Start DATA SUPPLIED
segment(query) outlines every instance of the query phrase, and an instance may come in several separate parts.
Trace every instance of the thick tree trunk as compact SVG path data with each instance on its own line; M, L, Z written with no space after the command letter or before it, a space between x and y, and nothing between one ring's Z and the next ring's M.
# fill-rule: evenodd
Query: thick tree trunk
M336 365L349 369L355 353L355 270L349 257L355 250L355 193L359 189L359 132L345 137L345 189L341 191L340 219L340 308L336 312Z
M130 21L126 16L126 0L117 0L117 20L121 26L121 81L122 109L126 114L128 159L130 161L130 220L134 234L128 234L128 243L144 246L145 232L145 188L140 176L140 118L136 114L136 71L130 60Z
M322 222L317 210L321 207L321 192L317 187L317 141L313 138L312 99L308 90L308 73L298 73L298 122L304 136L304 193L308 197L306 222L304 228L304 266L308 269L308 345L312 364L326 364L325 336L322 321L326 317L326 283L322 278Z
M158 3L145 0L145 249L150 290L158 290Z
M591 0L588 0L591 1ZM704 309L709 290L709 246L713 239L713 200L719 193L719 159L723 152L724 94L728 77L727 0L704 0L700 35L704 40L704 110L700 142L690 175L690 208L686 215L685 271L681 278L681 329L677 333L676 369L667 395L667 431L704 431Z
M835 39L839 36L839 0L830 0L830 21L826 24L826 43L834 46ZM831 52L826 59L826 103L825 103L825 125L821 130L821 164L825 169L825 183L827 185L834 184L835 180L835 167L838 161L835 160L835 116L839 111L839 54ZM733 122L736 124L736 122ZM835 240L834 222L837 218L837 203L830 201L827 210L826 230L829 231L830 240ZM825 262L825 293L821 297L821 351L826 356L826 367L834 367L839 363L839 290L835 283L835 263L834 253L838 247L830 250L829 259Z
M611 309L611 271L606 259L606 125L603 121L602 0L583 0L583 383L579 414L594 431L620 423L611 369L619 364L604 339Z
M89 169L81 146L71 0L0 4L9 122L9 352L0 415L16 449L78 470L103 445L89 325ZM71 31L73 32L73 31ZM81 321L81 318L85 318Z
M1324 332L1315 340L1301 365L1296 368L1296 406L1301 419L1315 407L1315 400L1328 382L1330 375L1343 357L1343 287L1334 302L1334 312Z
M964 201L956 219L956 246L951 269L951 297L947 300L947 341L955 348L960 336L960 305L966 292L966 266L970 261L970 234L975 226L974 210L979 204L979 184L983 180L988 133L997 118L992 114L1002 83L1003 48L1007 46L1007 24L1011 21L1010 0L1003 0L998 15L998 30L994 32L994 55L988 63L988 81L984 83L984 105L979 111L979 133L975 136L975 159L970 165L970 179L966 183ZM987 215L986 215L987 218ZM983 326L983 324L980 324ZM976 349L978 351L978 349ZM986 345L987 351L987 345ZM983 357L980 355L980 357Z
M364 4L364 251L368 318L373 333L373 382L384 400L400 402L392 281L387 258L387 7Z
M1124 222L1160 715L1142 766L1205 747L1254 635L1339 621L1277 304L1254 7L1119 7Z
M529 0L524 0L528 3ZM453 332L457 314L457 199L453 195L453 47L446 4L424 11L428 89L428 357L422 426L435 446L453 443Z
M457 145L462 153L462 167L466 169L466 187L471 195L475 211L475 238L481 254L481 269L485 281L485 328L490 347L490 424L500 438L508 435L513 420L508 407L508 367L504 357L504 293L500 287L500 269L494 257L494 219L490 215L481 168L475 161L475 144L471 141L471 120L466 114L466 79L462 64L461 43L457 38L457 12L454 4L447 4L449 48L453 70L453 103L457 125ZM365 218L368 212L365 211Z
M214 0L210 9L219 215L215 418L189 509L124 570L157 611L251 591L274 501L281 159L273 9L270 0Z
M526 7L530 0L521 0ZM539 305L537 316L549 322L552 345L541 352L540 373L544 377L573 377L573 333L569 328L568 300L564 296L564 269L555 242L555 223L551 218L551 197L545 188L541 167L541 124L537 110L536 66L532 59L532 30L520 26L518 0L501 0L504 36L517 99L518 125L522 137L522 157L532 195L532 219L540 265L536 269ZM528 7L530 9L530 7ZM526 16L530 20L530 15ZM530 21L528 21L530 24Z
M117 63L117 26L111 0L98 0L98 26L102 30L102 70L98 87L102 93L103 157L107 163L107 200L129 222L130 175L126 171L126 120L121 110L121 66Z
End DATA SUPPLIED
WHAT TO WORK ON: Reproduce all of the material above, switching every "thick tree trunk" to "broad tree trunk" and leaving everything else unchanged.

WRITTEN ANSWER:
segment(query) outlines every instance of the query phrase, and an instance may come in several separate parts.
Trace every instance of the broad tree trunk as compact SVG path data with each instance on its own line; M, L, Z written with no space after the command letter or before it, a space between x and y, and nothing between one ring's Z and the next ring's M.
# fill-rule: evenodd
Query: broad tree trunk
M336 365L349 369L355 353L355 270L349 257L355 250L355 193L359 189L359 132L345 137L345 189L341 191L340 219L340 308L336 312Z
M130 21L126 16L126 0L117 0L117 20L121 26L121 81L122 109L126 114L128 159L130 161L130 220L134 234L128 234L128 243L144 246L145 232L145 188L140 176L140 118L136 114L136 71L130 60Z
M322 222L317 210L321 207L321 192L317 187L317 141L313 138L312 99L308 90L308 73L298 73L298 122L304 136L304 193L308 197L306 222L304 228L304 266L308 269L308 345L312 364L326 364L325 336L322 321L326 317L326 283L322 278Z
M158 3L145 0L145 249L150 290L158 290Z
M591 0L588 0L591 1ZM704 309L709 290L709 246L713 239L713 200L719 193L719 159L723 152L724 94L728 77L727 0L704 0L700 35L704 40L704 110L700 142L690 175L690 208L686 215L685 271L681 278L681 329L677 333L676 369L667 395L667 431L704 431Z
M835 39L839 36L839 0L830 0L830 21L826 24L826 43L834 46ZM831 52L826 59L826 103L825 103L825 125L821 130L821 164L825 169L825 183L827 185L834 184L835 180L835 167L838 161L835 160L835 116L839 111L839 54ZM733 122L736 124L736 122ZM835 240L834 222L837 218L837 203L830 201L827 210L826 230L829 231L830 240ZM825 262L825 293L821 297L821 351L826 356L826 367L834 367L839 363L839 290L835 283L835 263L834 253L838 247L830 250L829 259Z
M611 309L611 271L606 259L606 125L603 121L602 0L583 0L583 383L579 414L594 431L620 423L611 369L619 364L604 339Z
M89 169L81 146L71 0L0 4L9 122L9 352L0 415L16 449L78 470L103 445L89 325ZM71 31L73 32L73 31ZM81 321L81 318L85 318Z
M1324 332L1315 340L1301 365L1296 368L1296 406L1301 419L1315 407L1315 400L1328 382L1330 375L1343 357L1343 287L1334 302L1334 312Z
M964 201L956 219L956 246L951 269L951 297L947 300L947 341L955 348L960 336L960 305L966 292L966 266L970 261L970 234L975 226L974 210L979 204L979 184L983 180L988 133L997 118L992 114L1002 83L1003 48L1007 46L1007 24L1011 21L1010 0L1003 0L998 15L998 30L994 32L994 55L988 63L988 81L984 83L984 105L979 111L979 133L975 136L975 159L970 165L970 179L966 183ZM987 215L986 215L987 218ZM983 326L983 324L980 324ZM976 349L978 351L978 349ZM986 345L987 351L987 345ZM983 357L980 355L980 357Z
M364 4L364 251L368 318L373 333L373 382L384 400L400 402L392 281L387 258L387 7Z
M1124 222L1160 715L1142 766L1205 747L1254 635L1339 621L1277 304L1254 7L1119 7Z
M529 0L524 0L528 3ZM453 332L457 314L457 199L453 195L453 47L446 4L424 11L428 89L428 357L422 426L435 446L453 443Z
M457 145L462 153L462 167L466 169L466 187L471 195L475 211L475 238L481 254L481 269L485 281L485 328L490 347L490 424L500 438L508 435L513 420L508 407L508 367L504 357L504 293L500 287L500 269L494 257L494 219L490 215L481 168L475 161L475 144L471 141L471 120L466 114L466 79L462 64L461 43L457 38L457 12L454 4L447 4L449 48L453 70L453 103L457 125ZM365 218L368 212L365 211Z
M214 0L210 9L219 215L215 418L189 509L124 570L157 611L251 591L274 501L281 159L273 9L270 0Z
M526 7L530 0L521 0ZM539 305L537 316L549 322L552 345L541 352L540 373L544 377L573 377L573 333L569 328L568 300L564 296L564 269L555 242L555 223L551 218L551 197L545 188L541 167L541 124L537 110L536 66L532 59L532 30L520 26L518 0L501 0L504 36L517 99L518 125L522 137L522 157L532 195L532 219L540 265L536 269ZM528 7L530 9L530 7ZM526 16L530 20L530 15ZM530 21L528 21L530 24Z
M117 63L117 26L111 0L98 0L98 26L102 30L102 70L98 87L102 93L103 157L107 163L107 200L129 222L130 175L126 171L126 120L121 110L121 66Z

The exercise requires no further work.